**GOAL**
In the React and Django tutorial excerpt below, write out word for word the part starting with "Finally, apologies if" and going on through "Python installed first.".

**PASSAGE SHOWN**
** Start **

Unlike many other tutorials combining React and Django, I’ll keep the front and back end portions as completely separate projects. Now, I’ve seen a variety of Django/React tutorials have both front and back end combined under a single folder. I’m going to break these up and keep the React front end and the Django back end completely separate. Why? Keeping the front and back end separate simplifies the projects, as you don’t have everything lumped together in one big directory. Also, each project can move at its own pace and have its own set of contributors. Deploys for each project will become simpler and more frequent as well, as neither side of the overall project is being held up by the other.

Some of the basic prerequisites are a familiarity with Python and PowerShell in Windows 10 (because not everyone codes on Ubuntu 😉).

Finally, apologies if this first section runs a bit long for some folks. I wanted to cover a l

Prerequisites

First off, make sure you have at least React and Django installed on your system. Installation for both are pretty straightforward, but you’ll need both node and Python installed first.

Node

Click the link above and you should see a page with the latest versions of node.js.

Go to https://nodejs.org/en/ to download the current LTS release.
Current versions of node.js as of writing.

** End **

**INFORMATION GIVEN**
** Start **

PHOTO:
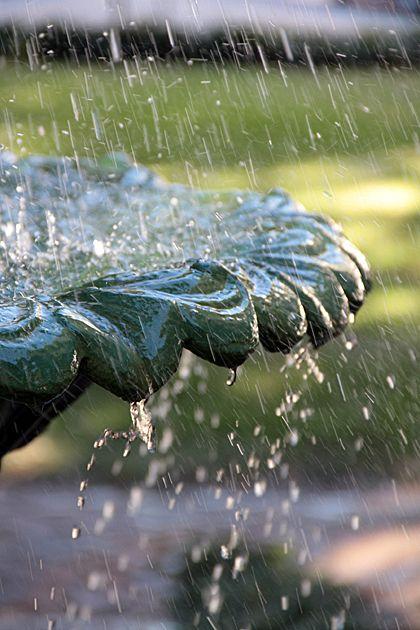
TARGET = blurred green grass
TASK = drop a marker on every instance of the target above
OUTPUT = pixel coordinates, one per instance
(345, 142)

** End **

**FULL OUTPUT**
Finally, apologies if this first section runs a bit long for some folks. I wanted to cover a l

Prerequisites

First off, make sure you have at least React and Django installed on your system. Installation for both are pretty straightforward, but you’ll need both node and Python installed first.